## Directions
Update the material from the line with "Every instance of the mailbox post gets" to the line with "[[[240,122],[266,122],[266,115],[256,111],[245,111],[240,116]]]" by changing "sample" to "example" and leaving everything else as it is. Return only those lines.

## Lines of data

- - - - -

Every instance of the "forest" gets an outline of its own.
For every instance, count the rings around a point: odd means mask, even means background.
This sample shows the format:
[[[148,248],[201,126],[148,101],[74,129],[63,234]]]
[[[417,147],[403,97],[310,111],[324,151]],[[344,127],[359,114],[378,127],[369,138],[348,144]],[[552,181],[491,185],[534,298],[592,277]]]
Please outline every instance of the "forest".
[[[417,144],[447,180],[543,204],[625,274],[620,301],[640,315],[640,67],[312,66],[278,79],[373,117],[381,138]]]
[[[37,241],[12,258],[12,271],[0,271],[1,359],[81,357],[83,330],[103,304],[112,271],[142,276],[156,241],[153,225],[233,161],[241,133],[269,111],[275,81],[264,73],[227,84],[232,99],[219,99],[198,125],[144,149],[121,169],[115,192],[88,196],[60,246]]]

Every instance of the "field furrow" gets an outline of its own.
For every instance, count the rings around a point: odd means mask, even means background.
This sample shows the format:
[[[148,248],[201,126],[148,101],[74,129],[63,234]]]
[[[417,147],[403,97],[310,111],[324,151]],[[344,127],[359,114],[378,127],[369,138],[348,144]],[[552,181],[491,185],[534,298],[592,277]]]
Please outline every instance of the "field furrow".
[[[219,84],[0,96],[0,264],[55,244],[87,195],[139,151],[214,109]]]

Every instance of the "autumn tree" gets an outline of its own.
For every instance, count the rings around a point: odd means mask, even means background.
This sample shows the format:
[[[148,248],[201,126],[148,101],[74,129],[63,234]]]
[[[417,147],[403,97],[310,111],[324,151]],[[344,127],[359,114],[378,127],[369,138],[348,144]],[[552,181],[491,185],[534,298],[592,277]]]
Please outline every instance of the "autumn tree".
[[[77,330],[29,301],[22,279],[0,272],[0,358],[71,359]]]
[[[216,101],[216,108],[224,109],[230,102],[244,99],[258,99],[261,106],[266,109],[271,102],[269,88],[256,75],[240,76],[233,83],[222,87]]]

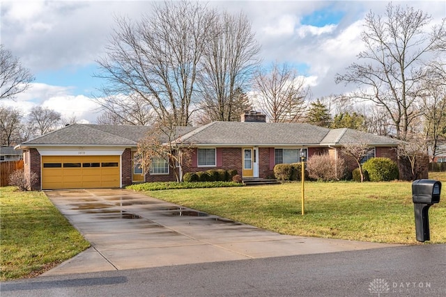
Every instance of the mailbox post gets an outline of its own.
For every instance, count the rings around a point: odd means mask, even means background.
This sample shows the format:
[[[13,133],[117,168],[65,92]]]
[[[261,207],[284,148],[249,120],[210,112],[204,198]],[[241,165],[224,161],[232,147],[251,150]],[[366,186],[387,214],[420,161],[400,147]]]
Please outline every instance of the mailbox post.
[[[431,240],[429,209],[434,203],[440,202],[441,182],[433,179],[417,179],[412,183],[412,200],[415,214],[417,240]]]

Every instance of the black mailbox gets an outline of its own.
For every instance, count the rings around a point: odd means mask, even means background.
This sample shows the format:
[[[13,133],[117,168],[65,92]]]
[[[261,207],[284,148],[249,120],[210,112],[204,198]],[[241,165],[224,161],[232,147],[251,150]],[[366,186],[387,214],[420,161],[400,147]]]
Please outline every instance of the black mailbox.
[[[429,209],[440,202],[441,182],[433,179],[417,179],[412,183],[412,200],[415,212],[417,240],[431,240]]]
[[[441,182],[433,179],[417,179],[412,183],[413,203],[438,203]]]

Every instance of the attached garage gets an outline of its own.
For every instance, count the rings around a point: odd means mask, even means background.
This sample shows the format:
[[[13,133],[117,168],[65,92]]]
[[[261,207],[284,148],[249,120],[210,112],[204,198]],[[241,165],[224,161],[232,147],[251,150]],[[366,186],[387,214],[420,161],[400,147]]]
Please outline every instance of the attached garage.
[[[42,189],[121,186],[120,156],[42,156]]]

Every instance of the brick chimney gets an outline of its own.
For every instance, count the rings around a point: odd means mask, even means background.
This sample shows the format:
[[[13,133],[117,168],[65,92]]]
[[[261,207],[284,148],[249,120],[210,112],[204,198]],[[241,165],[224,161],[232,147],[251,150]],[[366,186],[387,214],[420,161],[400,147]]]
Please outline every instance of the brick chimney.
[[[240,122],[266,122],[266,115],[256,111],[245,111],[240,116]]]

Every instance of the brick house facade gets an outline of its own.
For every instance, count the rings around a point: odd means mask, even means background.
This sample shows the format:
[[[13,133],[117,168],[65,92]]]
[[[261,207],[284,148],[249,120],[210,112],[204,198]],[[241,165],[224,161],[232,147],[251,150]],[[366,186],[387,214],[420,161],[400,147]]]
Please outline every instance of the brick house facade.
[[[16,148],[23,150],[25,172],[38,175],[36,189],[123,187],[141,182],[176,181],[180,170],[185,173],[208,169],[236,170],[243,178],[270,178],[276,162],[299,161],[298,154],[302,149],[309,159],[325,153],[344,158],[352,169],[357,166],[355,162],[340,150],[344,144],[357,139],[367,139],[375,148],[374,156],[398,161],[398,142],[387,137],[308,124],[267,123],[264,115],[256,112],[242,115],[241,120],[178,127],[176,143],[188,145],[193,151],[190,159],[176,172],[168,168],[166,161],[147,174],[140,169],[137,172],[134,153],[150,128],[144,126],[75,124]],[[199,156],[203,151],[210,154],[205,156],[208,159],[204,163]],[[54,161],[59,159],[62,161]]]

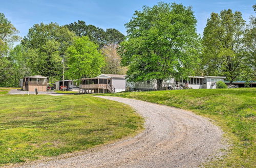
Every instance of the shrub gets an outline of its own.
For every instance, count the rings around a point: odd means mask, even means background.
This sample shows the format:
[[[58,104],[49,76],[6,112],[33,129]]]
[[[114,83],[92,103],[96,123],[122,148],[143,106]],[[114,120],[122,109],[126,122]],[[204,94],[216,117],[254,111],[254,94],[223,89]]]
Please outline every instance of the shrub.
[[[227,88],[226,83],[225,83],[224,81],[218,81],[217,85],[218,89],[226,89]]]

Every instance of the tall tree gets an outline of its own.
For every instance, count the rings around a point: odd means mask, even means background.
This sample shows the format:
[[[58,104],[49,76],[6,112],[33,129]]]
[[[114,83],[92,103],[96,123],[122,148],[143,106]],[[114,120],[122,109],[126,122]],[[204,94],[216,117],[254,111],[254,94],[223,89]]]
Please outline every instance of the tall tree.
[[[18,31],[11,22],[0,13],[0,86],[11,86],[10,77],[12,74],[12,63],[8,57],[13,42],[20,38],[17,35]]]
[[[105,43],[105,32],[104,30],[93,25],[87,25],[82,20],[75,21],[65,25],[71,31],[78,37],[87,36],[90,41],[97,44],[101,48]]]
[[[116,29],[107,29],[105,38],[107,45],[116,46],[124,40],[125,36]]]
[[[117,53],[117,45],[109,45],[103,47],[101,51],[104,56],[105,65],[102,72],[106,74],[124,75],[127,68],[120,65],[121,58]]]
[[[24,59],[30,64],[33,74],[58,79],[61,61],[75,35],[57,23],[35,24],[22,41],[26,49]]]
[[[19,31],[14,27],[11,22],[5,17],[5,15],[0,13],[0,43],[11,44],[13,42],[18,41],[20,37],[16,34]],[[0,45],[0,47],[2,47]],[[0,48],[0,50],[1,50]]]
[[[73,44],[67,50],[69,65],[67,75],[78,79],[100,74],[104,60],[98,47],[87,36],[75,38]]]
[[[159,90],[164,79],[193,73],[200,45],[191,7],[159,3],[134,15],[125,24],[128,40],[119,47],[129,80],[156,80]]]
[[[106,45],[101,49],[106,62],[105,66],[102,68],[102,73],[122,75],[125,74],[127,68],[121,66],[121,58],[117,51],[119,44],[124,39],[124,35],[116,29],[106,29]]]
[[[227,77],[232,82],[247,67],[244,45],[245,21],[231,9],[212,13],[203,33],[203,64],[208,75]]]
[[[82,20],[75,21],[65,26],[78,37],[88,36],[90,40],[97,44],[100,48],[105,45],[119,44],[125,37],[116,29],[107,29],[105,32],[102,29],[93,25],[87,25]]]

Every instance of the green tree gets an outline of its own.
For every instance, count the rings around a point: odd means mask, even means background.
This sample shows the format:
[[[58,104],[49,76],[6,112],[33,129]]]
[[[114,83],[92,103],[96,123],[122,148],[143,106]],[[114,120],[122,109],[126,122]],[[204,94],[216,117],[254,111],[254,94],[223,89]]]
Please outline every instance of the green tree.
[[[129,80],[156,80],[159,90],[164,79],[193,74],[200,45],[191,7],[160,3],[134,15],[119,47]]]
[[[10,77],[13,74],[11,60],[8,53],[13,42],[18,41],[20,38],[17,36],[19,32],[14,26],[0,13],[0,86],[9,86],[12,84]]]
[[[217,86],[217,89],[226,89],[227,88],[227,85],[223,81],[218,81],[216,83]]]
[[[56,77],[61,76],[61,61],[75,35],[57,23],[36,24],[22,41],[25,48],[23,57],[32,74]]]
[[[67,75],[72,79],[78,79],[100,74],[105,63],[98,48],[87,36],[75,38],[67,50],[69,65]]]
[[[253,6],[256,11],[256,5]],[[247,66],[243,69],[241,79],[247,81],[256,80],[256,17],[251,16],[244,36],[244,46],[247,57],[245,59]]]
[[[203,33],[203,64],[210,75],[227,77],[232,82],[248,69],[244,45],[245,21],[240,12],[224,10],[212,13]]]

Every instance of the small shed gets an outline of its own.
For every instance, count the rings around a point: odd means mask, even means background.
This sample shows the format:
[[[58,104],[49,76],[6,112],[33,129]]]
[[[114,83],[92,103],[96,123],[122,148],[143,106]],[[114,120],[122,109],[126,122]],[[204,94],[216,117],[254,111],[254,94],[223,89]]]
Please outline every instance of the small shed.
[[[39,75],[25,77],[23,78],[23,89],[24,91],[34,92],[37,88],[38,92],[46,92],[47,81],[47,77]]]
[[[85,93],[117,93],[125,91],[125,75],[102,74],[80,79],[80,91]]]

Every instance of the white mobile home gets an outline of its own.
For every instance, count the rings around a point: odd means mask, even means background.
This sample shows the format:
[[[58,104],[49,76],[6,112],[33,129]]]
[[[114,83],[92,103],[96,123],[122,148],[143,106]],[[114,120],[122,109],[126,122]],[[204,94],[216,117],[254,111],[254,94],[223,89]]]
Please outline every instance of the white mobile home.
[[[191,89],[216,89],[218,81],[224,81],[225,76],[188,76],[187,80],[180,79],[179,83]]]
[[[64,85],[63,85],[64,83]],[[62,90],[62,88],[64,87],[66,89],[63,90],[72,90],[73,88],[73,82],[72,80],[64,80],[55,81],[56,90],[57,91]]]
[[[123,75],[102,74],[95,77],[80,80],[79,91],[82,93],[117,93],[125,91],[125,77]]]

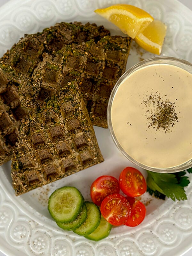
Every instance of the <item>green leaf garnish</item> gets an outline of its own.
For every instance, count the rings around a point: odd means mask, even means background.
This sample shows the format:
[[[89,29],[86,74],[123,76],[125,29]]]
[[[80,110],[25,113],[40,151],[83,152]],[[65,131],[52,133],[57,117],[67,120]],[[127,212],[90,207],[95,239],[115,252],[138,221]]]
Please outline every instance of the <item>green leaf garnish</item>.
[[[187,170],[192,172],[192,168]],[[189,170],[188,172],[188,170]],[[171,198],[174,201],[186,200],[187,196],[184,187],[189,183],[188,177],[185,176],[185,171],[174,173],[160,173],[147,171],[147,191],[150,195],[163,199],[163,195]]]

- - - - -

## Correct response
Every instance of the mailbox post gets an outline of its own.
For every instance, count the rings around a point: odd means mask, even means background.
This example shows the format:
[[[13,133],[117,168],[65,92]]]
[[[261,207],[284,148],[249,120],[210,112],[204,198]],[[241,165],[224,161],[232,147],[251,150]],[[366,186],[387,214],[420,161],[400,147]]]
Please outline every instance of the mailbox post.
[[[431,240],[429,209],[434,203],[440,202],[441,182],[433,179],[417,179],[412,183],[412,200],[415,214],[417,240]]]

Every instance of the black mailbox gets an outline of its own.
For every instance, count the rings around a point: odd means mask, even means background.
This example shows the format:
[[[13,133],[117,168],[65,92]]]
[[[261,207],[284,148],[249,120],[210,112],[204,198]],[[241,165],[224,161],[232,147],[251,150]],[[366,186],[387,214],[420,161],[400,147]]]
Please outline every instance of the black mailbox.
[[[429,209],[440,202],[441,182],[433,179],[417,179],[412,183],[412,200],[415,212],[417,240],[431,240]]]
[[[441,182],[433,179],[417,179],[412,183],[413,203],[438,203]]]

Every instance of the attached garage gets an outline of its own.
For every instance, count the rings around a point: odd means mask, even means background.
This example shows the format:
[[[13,133],[117,168],[65,92]]]
[[[261,207],[284,148],[249,120],[210,112],[204,198]],[[241,165],[224,161],[232,147],[251,150]],[[366,186],[387,214],[420,161],[400,147]]]
Please outline every instance of the attached garage.
[[[42,189],[121,186],[120,156],[42,156]]]

Every instance of the brick chimney gets an outline of its own.
For every instance, count the rings around a point: odd means mask, even means background.
This example shows the format:
[[[13,133],[117,168],[65,92]]]
[[[261,207],[284,148],[249,120],[210,112],[204,198]],[[241,165],[224,161],[232,147],[251,150]],[[366,186],[387,214],[420,161],[400,147]]]
Please outline every instance of the brick chimney.
[[[240,122],[266,122],[266,115],[256,111],[245,111],[240,116]]]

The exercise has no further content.